**WHAT THIS TASK INVOLVES:** Take the line containing "house roof. Return only the coordinates." and every line after it in the data below, and print them exactly as given, with nothing else.

Saved data entries:

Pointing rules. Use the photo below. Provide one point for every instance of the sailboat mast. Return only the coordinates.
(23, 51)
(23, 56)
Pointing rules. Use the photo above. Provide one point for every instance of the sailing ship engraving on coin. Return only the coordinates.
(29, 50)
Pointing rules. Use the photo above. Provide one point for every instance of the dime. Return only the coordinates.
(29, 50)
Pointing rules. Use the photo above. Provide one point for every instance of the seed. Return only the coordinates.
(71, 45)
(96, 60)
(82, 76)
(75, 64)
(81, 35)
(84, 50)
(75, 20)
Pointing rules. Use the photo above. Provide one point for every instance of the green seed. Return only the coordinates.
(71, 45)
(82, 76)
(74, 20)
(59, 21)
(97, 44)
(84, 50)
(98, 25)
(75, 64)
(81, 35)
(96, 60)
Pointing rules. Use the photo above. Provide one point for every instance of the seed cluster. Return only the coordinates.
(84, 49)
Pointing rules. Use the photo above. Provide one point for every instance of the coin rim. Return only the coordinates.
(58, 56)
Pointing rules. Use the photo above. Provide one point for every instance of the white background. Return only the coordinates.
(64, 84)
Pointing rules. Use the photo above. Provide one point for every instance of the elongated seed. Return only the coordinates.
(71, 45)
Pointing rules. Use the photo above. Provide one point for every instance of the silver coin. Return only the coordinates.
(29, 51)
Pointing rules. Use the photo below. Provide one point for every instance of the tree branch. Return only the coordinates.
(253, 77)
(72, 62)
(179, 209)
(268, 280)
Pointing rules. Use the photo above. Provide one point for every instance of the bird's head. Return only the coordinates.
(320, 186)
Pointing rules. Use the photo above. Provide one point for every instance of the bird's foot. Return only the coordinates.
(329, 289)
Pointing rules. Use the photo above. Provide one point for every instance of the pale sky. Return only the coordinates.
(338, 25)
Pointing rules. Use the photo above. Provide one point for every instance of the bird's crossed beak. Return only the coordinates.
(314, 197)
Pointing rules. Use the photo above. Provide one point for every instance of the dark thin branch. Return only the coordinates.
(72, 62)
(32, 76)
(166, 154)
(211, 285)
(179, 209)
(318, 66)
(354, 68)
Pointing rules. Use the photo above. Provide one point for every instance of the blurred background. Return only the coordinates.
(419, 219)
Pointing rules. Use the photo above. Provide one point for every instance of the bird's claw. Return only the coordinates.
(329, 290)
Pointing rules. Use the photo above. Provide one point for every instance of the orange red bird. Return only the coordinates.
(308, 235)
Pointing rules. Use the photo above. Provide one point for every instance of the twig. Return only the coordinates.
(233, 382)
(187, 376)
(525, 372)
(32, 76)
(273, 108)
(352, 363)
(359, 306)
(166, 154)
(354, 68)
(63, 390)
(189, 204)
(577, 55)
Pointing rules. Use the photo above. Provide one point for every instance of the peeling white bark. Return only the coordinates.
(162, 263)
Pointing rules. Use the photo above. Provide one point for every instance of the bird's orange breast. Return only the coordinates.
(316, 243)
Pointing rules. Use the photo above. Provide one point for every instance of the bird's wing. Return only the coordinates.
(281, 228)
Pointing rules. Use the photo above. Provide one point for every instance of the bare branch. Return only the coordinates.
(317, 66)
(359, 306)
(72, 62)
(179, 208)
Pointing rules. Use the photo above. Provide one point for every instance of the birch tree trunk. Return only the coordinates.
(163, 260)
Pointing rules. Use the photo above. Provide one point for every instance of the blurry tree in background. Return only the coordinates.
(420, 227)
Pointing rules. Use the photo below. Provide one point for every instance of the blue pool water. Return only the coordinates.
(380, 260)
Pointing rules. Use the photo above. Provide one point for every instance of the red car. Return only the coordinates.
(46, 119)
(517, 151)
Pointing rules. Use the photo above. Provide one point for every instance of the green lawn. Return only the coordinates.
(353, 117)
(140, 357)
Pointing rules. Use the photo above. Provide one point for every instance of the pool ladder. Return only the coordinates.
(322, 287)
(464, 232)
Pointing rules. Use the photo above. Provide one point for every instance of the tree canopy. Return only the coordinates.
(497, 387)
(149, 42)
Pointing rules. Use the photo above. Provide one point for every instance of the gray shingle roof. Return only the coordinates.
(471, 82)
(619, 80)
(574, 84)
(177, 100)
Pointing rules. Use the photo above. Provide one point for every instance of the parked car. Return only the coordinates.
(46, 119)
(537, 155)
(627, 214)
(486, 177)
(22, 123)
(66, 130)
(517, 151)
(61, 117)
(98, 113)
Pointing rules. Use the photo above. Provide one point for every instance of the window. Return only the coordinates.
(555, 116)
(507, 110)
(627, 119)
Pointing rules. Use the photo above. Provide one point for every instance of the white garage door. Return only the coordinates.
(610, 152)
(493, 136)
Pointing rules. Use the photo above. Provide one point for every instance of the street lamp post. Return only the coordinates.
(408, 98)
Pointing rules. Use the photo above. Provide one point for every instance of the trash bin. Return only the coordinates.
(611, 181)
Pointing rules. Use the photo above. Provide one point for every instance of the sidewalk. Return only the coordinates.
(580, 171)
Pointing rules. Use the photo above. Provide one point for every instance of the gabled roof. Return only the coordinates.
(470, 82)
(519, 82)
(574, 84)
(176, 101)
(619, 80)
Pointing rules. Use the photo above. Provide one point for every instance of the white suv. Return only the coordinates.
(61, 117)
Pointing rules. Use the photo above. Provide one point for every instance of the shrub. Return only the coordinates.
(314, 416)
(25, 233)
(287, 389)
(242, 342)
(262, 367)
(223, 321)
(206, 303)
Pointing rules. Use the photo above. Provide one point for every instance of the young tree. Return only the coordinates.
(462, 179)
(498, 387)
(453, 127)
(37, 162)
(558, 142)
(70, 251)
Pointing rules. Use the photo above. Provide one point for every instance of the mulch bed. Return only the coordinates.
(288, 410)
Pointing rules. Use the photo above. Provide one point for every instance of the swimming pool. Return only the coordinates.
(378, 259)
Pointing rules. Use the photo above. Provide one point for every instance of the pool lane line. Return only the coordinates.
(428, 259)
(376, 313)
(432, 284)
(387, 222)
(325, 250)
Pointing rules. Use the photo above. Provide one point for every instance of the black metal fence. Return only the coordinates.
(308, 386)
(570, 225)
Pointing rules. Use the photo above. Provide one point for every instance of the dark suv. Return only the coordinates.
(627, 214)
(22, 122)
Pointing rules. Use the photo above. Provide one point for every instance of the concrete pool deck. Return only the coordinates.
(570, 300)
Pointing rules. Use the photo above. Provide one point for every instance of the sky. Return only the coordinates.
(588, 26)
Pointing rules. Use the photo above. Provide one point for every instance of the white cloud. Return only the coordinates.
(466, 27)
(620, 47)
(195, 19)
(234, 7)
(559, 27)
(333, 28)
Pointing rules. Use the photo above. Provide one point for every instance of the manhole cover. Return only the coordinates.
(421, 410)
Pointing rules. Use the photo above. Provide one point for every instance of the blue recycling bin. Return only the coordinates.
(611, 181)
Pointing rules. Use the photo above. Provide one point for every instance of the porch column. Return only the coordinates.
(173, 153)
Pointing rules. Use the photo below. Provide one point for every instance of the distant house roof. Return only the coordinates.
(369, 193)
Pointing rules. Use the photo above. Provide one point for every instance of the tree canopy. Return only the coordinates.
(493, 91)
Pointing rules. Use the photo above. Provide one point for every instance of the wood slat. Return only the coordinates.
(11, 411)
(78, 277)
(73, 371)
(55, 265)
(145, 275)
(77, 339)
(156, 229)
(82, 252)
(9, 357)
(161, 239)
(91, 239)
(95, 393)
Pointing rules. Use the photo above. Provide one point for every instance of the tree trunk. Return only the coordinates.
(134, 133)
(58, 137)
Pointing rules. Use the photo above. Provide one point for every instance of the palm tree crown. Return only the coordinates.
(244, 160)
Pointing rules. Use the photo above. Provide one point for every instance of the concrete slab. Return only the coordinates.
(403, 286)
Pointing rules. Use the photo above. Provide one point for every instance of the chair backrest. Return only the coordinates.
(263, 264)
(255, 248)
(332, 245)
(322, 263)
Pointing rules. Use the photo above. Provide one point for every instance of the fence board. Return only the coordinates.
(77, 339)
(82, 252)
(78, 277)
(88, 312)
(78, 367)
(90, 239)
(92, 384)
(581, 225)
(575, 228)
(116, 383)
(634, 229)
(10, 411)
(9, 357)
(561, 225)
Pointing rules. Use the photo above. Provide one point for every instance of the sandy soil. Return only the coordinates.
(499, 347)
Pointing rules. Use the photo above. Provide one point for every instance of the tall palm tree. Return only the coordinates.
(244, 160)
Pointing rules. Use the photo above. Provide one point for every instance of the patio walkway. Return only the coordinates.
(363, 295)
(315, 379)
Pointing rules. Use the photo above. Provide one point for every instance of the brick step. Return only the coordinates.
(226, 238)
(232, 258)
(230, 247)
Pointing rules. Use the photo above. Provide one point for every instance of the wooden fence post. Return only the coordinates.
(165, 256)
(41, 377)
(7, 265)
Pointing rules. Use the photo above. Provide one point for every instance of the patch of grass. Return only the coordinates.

**ANSWER FOR THIS EXERCISE:**
Pointing rules. Use the photo below. Provide one point for every instance of the distant house roof. Return only the coordinates.
(369, 193)
Pointing rules. Use the photo above. Provide one point for every instance of the tree canopy. Return only the coordinates.
(493, 91)
Pointing rules. Use the photo above. Provide one point for every instance of the wood slat. Return only the coordinates.
(11, 411)
(78, 277)
(73, 371)
(55, 265)
(145, 275)
(77, 339)
(156, 229)
(82, 252)
(9, 357)
(161, 239)
(91, 239)
(95, 393)
Pointing rules. Use the photo above. Provide one point for every instance of the tree trunk. Return only the coordinates.
(134, 133)
(58, 137)
Pointing rules. Use the photo above. Provide one point for every instance of the palm tree crown. Return only the coordinates.
(244, 160)
Pointing rules. Use the photo above. Provide one point for every instance of the concrete slab. Return only the coordinates.
(403, 286)
Pointing rules. Use the photo above. Provide one point for every instance of the chair backrest. Return only the coordinates.
(263, 264)
(255, 248)
(332, 245)
(322, 263)
Pointing rules. Use the photo above. Provide one point for every instance of the fence board. Return only the coordinates.
(77, 339)
(82, 252)
(78, 277)
(88, 312)
(78, 367)
(90, 239)
(92, 384)
(581, 225)
(575, 228)
(116, 383)
(634, 229)
(10, 411)
(9, 357)
(561, 225)
Pointing rules. Use the photo above. Provide one point for every instance of the sandy soil. Return only the coordinates.
(499, 347)
Pointing rules. Use the photo above. Provide one point for every instance of the tall palm tree. Return only the coordinates.
(244, 160)
Pointing rules. Use the photo above. Provide one point for every instance of the patio walkway. Return only the coordinates.
(363, 295)
(315, 379)
Pointing rules. Use the photo above. Provide one point for every instance of the brick step. Return only the coordinates.
(226, 238)
(232, 258)
(230, 247)
Pointing rules. Use the photo above. Provide one point for every instance of the wooden fence post. Return only the coordinates.
(165, 256)
(41, 377)
(7, 265)
Pointing rules. Use the photo above. Provide one point for every instance of the patch of grass. Return only the coordinates.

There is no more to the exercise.